Job
Rewrite the records below, swapping every "A sample" for "An example" and leaving everything else unchanged.

Rows from a segmentation dataset
=======

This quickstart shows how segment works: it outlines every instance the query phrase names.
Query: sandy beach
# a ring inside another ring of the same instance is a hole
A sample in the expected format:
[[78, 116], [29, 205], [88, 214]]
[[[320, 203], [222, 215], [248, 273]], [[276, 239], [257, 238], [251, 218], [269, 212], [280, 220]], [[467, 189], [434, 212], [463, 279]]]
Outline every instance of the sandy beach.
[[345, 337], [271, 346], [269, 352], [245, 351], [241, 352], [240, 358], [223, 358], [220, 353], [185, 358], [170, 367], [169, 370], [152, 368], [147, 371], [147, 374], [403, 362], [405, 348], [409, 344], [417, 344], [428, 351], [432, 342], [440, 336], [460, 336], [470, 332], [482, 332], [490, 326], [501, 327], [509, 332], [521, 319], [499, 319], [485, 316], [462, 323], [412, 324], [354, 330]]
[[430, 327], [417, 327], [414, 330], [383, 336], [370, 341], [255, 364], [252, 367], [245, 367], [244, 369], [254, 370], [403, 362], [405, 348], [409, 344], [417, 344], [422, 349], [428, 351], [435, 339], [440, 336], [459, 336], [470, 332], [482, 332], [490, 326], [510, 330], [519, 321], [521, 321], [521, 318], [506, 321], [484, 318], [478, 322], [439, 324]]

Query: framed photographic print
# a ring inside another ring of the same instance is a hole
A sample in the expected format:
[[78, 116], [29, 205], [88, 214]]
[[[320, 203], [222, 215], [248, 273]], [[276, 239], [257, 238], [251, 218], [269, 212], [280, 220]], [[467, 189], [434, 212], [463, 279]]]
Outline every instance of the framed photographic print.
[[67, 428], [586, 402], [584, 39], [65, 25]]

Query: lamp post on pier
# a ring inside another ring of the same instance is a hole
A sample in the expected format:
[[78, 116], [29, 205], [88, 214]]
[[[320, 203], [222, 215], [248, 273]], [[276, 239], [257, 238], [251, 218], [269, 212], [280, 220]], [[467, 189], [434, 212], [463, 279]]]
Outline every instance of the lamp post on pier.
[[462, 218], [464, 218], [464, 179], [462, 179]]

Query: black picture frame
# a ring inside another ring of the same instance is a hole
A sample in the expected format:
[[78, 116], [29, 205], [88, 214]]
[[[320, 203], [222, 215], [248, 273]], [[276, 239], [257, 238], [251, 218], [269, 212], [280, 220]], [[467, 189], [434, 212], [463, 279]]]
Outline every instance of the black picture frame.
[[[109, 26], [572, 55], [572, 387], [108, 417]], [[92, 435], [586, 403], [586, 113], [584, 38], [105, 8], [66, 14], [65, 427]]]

=======

Written response
This quickstart shows how segment works: it outlines every instance the query phrase names.
Query: sandy beach
# a ring inside another ring of the same instance is a hole
An example in the expected format:
[[78, 116], [29, 205], [88, 214]]
[[[320, 203], [222, 215], [248, 273]], [[276, 239], [257, 238], [251, 218], [269, 212], [280, 220]], [[467, 189], [434, 212], [463, 279]]]
Outline every instance of the sandy beach.
[[345, 337], [271, 346], [269, 352], [245, 351], [241, 352], [240, 358], [223, 358], [220, 353], [185, 358], [170, 367], [169, 370], [152, 368], [147, 371], [147, 374], [403, 362], [405, 348], [409, 344], [417, 344], [428, 351], [432, 342], [440, 336], [460, 336], [470, 332], [482, 332], [490, 326], [501, 327], [509, 332], [521, 319], [499, 319], [485, 316], [462, 323], [412, 324], [354, 330]]
[[430, 327], [417, 327], [414, 330], [383, 336], [370, 341], [255, 364], [252, 367], [245, 367], [244, 369], [254, 370], [403, 362], [405, 348], [409, 344], [417, 344], [422, 349], [428, 351], [435, 339], [440, 336], [459, 336], [470, 332], [482, 332], [490, 326], [510, 330], [519, 321], [521, 321], [521, 318], [506, 321], [484, 318], [478, 322], [439, 324]]

Query: framed photographic print
# a ring inside another ring of the same instance is a hole
An example in the expected format:
[[78, 116], [29, 205], [88, 214]]
[[[320, 203], [222, 215], [248, 273]], [[276, 239], [257, 238], [251, 218], [269, 212], [280, 220]], [[467, 189], [434, 212], [463, 279]]]
Outline every instance of the framed photographic print.
[[67, 428], [586, 402], [584, 39], [65, 25]]

Query: lamp post on pier
# a ring inside another ring of the same instance is a hole
An example in the expected format:
[[78, 116], [29, 205], [88, 214]]
[[[320, 203], [222, 215], [248, 273]], [[276, 239], [257, 238], [251, 218], [269, 212], [280, 220]], [[467, 189], [434, 212], [463, 279]]]
Outline every instance of the lamp post on pier.
[[462, 218], [464, 218], [464, 179], [462, 179]]

Query: black picture frame
# a ring inside another ring of the same instance is a hole
An example in the expected format:
[[78, 116], [29, 205], [88, 214]]
[[[320, 203], [222, 215], [248, 273]], [[276, 239], [257, 238], [251, 218], [269, 212], [280, 220]], [[467, 189], [434, 212], [463, 279]]]
Outline every instance of the black picture frame.
[[[109, 26], [572, 55], [572, 387], [108, 417]], [[92, 435], [586, 403], [586, 113], [584, 38], [105, 8], [66, 14], [65, 427]]]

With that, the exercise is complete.